§ **Texte extrait**
# # #
B. LA SÉCURISATION DES ÉCHANGES
Hormis la levée de certains aléas et obstacles juridiques, le projet de loi tend à conforter l'essor des échanges électroniques en renforçant leur sécurisation.
1. La prise en compte du caractère transfrontalier des échanges
Au-delà des questions de portée symbolique
telles que
la
définition du commerce électronique
ou la proclamation
du
principe du libre exercice de cette activité
- aspects du
texte mis en exergue par les travaux de l'Assemblée nationale - les
articles 6 à 8
du projet de loi définissent, par
transposition de la directive du 8 juin 2000, le cadre juridique applicable
à des échanges qui se caractérisent par leur
caractère transfrontalier. Ils délimitent le champ d'exercice de
l'activité de commerce électronique et posent les règles
de détermination de la loi applicable au contrat.
Ainsi, comme le prévoit la directive, certaines
activités
telles que les jeux d'argent, la représentation en justice ou encore le
notariat sont
exclues
du champ du commerce électronique ; en
outre, lorsque cette activité est exercée par une personne
établie dans un Etat membre de la Communauté européenne
autre que la France, celle-ci est assujettie au respect de certaines
législations dans des domaines sensibles tels que les assurances, la
fiscalité, le droit de la propriété intellectuelle ou
encore le droit de la concurrence et de la concentration économique.
Enfin, l'article 8 introduit une
clause de sauvegarde
permettant
à l'autorité administrative de déroger au principe de la
liberté du commerce électronique sur le territoire national dans
des cas limitativement énumérés tels que le maintien de
l'ordre public, la protection des mineurs ou de la santé publique, ou la
préservation des intérêts de la défense nationale.
Concernant la
loi applicable
, l'
article 7
désigne la
loi du pays d'établissement du prestataire
, sous réserve
de la commune intention des parties et, pour les contrats conclus avec les
consommateurs, des mesures protectrices définies par la convention de
Rome du 19 juin 1980 sur la loi applicable aux obligations contractuelles.
# # #
§ **Données fournies**
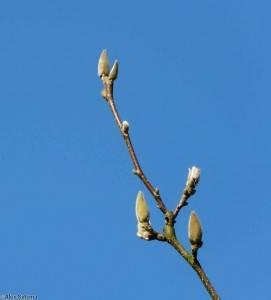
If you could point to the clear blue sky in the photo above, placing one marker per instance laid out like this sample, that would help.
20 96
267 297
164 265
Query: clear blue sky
194 85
# # #
§ **Consignes**
a: Recopiez les enregistrements en renommant « clear blue sky » en « cloudless sky », sans rien modifier d'autre. N'incluez pas les images dans votre réponse.
b: Rédigez la suite du texte sur la sécurisation des échanges électroniques, à partir de sa dernière phrase.

§ **Réponses**
a:
If you could point to the cloudless sky in the photo above, placing one marker per instance laid out like this sample, that would help.
20 96
267 297
164 265
Query: cloudless sky
194 85

b:
2. Des exigences accrues en matière de transparence et de formalisme protecteur
Conformément à l'objectif affiché par le
considérant n° 30 de la directive du 8 juin 2000 en vertu
duquel «
dans l'intérêt de la protection des
consommateurs et de la loyauté des transactions, les communications
commerciales [...] doivent respecter un certain nombre d'obligations relatives
à la transparence
», l'article 9 du projet de loi
énonce les informations qui doivent être portées à
la connaissance des clients potentiels et permettent
l'identification du
prestataire
.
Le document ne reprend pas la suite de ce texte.